> [Exercise aim]: Render the material from the line containing "Where can you see the white dress" through the line containing "(1247, 105)", both ends included, as a Markdown table with columns Row and Content. Number each line and omit blank lines.

> [Exercise materials]:
--------------------------------------------------

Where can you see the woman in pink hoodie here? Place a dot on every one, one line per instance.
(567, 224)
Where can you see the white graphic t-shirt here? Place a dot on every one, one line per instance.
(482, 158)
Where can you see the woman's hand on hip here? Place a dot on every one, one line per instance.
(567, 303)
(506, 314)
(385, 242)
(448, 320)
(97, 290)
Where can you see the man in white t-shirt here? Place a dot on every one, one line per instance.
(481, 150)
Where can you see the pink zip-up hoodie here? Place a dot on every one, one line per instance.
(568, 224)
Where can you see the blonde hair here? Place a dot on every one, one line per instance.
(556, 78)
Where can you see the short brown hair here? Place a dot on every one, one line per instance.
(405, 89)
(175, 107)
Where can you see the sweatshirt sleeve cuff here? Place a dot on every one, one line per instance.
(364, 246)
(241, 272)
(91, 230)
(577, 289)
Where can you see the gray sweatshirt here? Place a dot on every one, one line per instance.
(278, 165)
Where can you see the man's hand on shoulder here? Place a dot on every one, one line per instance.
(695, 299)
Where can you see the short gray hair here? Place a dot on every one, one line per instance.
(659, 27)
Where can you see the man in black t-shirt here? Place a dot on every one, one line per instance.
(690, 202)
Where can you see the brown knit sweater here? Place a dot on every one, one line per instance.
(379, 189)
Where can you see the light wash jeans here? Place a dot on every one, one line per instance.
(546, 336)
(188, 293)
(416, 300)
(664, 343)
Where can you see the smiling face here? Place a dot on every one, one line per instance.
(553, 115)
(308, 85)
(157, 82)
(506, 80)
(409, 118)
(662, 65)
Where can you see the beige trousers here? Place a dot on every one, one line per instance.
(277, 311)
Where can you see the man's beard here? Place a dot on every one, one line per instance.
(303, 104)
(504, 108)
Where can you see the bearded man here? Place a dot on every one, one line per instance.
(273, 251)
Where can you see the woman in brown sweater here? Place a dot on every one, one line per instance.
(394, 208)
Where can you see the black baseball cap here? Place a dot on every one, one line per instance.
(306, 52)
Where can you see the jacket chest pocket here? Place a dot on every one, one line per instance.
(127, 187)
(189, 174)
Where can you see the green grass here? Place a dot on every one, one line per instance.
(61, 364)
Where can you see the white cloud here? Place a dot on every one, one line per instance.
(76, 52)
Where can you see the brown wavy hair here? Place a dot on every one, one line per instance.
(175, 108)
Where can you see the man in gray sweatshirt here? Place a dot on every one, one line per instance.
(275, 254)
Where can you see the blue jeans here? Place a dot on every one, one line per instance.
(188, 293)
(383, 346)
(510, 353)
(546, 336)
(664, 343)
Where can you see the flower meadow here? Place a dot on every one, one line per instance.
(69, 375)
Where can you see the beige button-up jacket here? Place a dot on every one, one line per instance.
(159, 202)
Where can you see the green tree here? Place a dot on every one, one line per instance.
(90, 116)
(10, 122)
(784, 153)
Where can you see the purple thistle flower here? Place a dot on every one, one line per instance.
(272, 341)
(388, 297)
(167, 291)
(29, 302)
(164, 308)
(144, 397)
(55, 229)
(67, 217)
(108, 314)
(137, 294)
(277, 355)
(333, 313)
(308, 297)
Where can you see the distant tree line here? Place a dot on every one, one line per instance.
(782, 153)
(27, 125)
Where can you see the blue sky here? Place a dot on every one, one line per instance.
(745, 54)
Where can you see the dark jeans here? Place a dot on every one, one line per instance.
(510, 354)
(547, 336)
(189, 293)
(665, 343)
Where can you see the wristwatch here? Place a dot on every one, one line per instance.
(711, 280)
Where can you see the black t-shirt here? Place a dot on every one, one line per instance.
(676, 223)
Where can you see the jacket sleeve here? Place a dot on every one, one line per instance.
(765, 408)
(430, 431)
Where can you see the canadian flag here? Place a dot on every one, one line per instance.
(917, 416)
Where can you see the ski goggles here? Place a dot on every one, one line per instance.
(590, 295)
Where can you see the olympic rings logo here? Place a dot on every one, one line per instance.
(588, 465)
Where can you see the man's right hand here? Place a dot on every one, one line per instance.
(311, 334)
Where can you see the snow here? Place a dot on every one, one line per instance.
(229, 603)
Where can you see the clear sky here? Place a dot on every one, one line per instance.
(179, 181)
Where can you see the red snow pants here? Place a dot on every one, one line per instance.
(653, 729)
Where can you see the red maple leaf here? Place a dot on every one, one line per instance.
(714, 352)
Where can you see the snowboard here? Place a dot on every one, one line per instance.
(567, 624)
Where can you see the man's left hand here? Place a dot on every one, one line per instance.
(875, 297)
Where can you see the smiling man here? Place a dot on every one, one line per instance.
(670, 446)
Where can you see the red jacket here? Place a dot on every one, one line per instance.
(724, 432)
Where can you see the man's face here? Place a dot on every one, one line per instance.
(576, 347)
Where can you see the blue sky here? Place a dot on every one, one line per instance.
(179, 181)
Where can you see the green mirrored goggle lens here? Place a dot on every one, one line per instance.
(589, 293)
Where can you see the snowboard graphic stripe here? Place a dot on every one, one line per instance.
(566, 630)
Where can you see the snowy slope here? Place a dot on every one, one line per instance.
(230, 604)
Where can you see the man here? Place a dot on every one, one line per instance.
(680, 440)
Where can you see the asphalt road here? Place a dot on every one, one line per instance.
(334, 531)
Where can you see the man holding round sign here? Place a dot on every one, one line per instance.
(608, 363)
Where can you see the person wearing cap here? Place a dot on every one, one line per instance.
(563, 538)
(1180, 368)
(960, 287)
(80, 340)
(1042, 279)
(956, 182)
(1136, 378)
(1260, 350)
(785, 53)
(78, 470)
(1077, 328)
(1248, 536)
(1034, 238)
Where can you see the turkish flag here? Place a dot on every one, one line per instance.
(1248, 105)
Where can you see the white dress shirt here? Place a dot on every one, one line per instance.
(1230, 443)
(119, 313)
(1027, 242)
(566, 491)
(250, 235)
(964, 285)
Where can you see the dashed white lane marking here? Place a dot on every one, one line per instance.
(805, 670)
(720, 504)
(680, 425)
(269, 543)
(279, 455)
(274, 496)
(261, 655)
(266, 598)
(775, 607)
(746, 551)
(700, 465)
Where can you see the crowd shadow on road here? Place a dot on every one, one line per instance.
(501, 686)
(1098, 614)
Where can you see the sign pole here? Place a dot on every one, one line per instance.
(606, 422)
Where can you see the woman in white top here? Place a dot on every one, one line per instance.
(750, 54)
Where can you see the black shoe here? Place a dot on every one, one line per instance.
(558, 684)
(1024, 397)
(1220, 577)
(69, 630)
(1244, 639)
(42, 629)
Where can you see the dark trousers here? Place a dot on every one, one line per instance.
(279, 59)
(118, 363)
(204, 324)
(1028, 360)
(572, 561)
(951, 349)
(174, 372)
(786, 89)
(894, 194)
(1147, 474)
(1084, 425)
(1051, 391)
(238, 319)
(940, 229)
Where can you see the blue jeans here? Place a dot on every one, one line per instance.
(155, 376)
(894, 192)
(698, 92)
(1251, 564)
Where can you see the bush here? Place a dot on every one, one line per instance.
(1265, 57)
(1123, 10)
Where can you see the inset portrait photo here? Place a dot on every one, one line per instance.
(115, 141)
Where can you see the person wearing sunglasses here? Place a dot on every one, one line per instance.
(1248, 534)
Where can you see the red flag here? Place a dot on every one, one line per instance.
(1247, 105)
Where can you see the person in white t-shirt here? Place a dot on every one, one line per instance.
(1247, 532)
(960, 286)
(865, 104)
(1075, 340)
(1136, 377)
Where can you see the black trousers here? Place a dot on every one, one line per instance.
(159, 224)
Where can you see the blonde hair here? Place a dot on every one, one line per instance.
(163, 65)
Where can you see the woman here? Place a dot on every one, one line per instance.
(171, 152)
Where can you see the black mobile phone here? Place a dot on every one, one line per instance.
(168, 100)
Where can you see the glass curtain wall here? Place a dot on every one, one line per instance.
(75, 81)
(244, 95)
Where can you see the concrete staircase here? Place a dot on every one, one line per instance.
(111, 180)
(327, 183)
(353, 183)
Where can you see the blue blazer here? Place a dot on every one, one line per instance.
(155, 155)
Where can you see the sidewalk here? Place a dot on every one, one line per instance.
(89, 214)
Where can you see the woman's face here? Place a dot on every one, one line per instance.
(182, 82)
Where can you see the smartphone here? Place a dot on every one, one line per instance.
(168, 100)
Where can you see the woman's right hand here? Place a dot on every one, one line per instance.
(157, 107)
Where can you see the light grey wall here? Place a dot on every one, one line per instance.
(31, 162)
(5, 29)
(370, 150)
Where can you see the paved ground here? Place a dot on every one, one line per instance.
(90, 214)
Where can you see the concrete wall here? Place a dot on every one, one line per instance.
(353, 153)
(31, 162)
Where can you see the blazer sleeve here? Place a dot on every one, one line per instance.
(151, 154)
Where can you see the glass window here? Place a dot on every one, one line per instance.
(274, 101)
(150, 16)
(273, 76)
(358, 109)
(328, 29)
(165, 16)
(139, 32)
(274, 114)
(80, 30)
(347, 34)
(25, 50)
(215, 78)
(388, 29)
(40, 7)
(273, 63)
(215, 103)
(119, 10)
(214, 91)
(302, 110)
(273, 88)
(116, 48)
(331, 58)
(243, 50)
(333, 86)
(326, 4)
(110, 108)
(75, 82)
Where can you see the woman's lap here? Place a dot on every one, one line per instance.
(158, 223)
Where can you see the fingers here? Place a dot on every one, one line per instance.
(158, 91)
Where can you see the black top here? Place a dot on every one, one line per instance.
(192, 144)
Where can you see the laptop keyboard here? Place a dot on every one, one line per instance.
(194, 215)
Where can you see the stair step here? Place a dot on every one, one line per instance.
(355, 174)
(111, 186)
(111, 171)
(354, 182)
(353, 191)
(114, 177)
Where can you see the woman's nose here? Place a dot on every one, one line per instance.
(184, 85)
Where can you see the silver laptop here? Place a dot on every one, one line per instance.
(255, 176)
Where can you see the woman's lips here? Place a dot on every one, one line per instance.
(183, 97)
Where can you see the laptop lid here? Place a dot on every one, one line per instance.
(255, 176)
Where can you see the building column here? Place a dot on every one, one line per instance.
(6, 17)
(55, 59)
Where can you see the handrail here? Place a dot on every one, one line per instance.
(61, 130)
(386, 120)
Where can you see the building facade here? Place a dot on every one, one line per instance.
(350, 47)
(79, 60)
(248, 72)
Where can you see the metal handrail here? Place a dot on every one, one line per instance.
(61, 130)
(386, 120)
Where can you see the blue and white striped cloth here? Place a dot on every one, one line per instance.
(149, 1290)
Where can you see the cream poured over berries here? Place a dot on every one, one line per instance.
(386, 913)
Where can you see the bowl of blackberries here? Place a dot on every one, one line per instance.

--------------------------------------------------

> [Exercise response]:
| Row | Content |
|---|---|
| 1 | Where can you see the white dress shirt here? Place a dot on every one, one line per instance. |
| 2 | (1230, 443) |
| 3 | (119, 313) |
| 4 | (1027, 242) |
| 5 | (566, 491) |
| 6 | (250, 235) |
| 7 | (964, 285) |
| 8 | Where can you see the dashed white lane marking here? Place a dot on every one, one line per instance. |
| 9 | (805, 670) |
| 10 | (720, 504) |
| 11 | (680, 425) |
| 12 | (269, 543) |
| 13 | (279, 455) |
| 14 | (274, 496) |
| 15 | (261, 655) |
| 16 | (266, 598) |
| 17 | (775, 607) |
| 18 | (746, 551) |
| 19 | (700, 465) |
| 20 | Where can you see the crowd shadow on road here? Place a dot on every one, one line per instance. |
| 21 | (501, 686) |
| 22 | (1098, 614) |
| 23 | Where can you see the sign pole here? Place a dot on every one, one line per instance. |
| 24 | (606, 422) |
| 25 | Where can you see the woman in white top here? Place a dot on every one, one line per instance. |
| 26 | (750, 54) |
| 27 | Where can you see the black shoe here? Place a dot on every one, one line per instance. |
| 28 | (558, 684) |
| 29 | (1024, 397) |
| 30 | (1220, 577) |
| 31 | (69, 630) |
| 32 | (1244, 639) |
| 33 | (42, 629) |
| 34 | Where can you see the dark trousers here? Place a dot on every one, one line per instance. |
| 35 | (279, 59) |
| 36 | (118, 363) |
| 37 | (204, 324) |
| 38 | (1028, 360) |
| 39 | (572, 561) |
| 40 | (951, 349) |
| 41 | (174, 372) |
| 42 | (786, 89) |
| 43 | (894, 194) |
| 44 | (1147, 474) |
| 45 | (1084, 425) |
| 46 | (1051, 391) |
| 47 | (238, 319) |
| 48 | (940, 229) |
| 49 | Where can you see the blue jeans here? Place a dot on every one, one line per instance. |
| 50 | (155, 376) |
| 51 | (894, 192) |
| 52 | (698, 92) |
| 53 | (1251, 564) |
| 54 | Where can you see the bush here? Place a dot on every one, one line per instance. |
| 55 | (1265, 57) |
| 56 | (1123, 10) |
| 57 | Where can you see the inset portrait photo here? Place a dot on every one, one line per instance. |
| 58 | (115, 141) |
| 59 | Where can you see the person wearing sunglasses here? Place a dot on every one, one line per instance. |
| 60 | (1248, 534) |
| 61 | Where can you see the red flag here? Place a dot on every one, one line per instance. |
| 62 | (1247, 105) |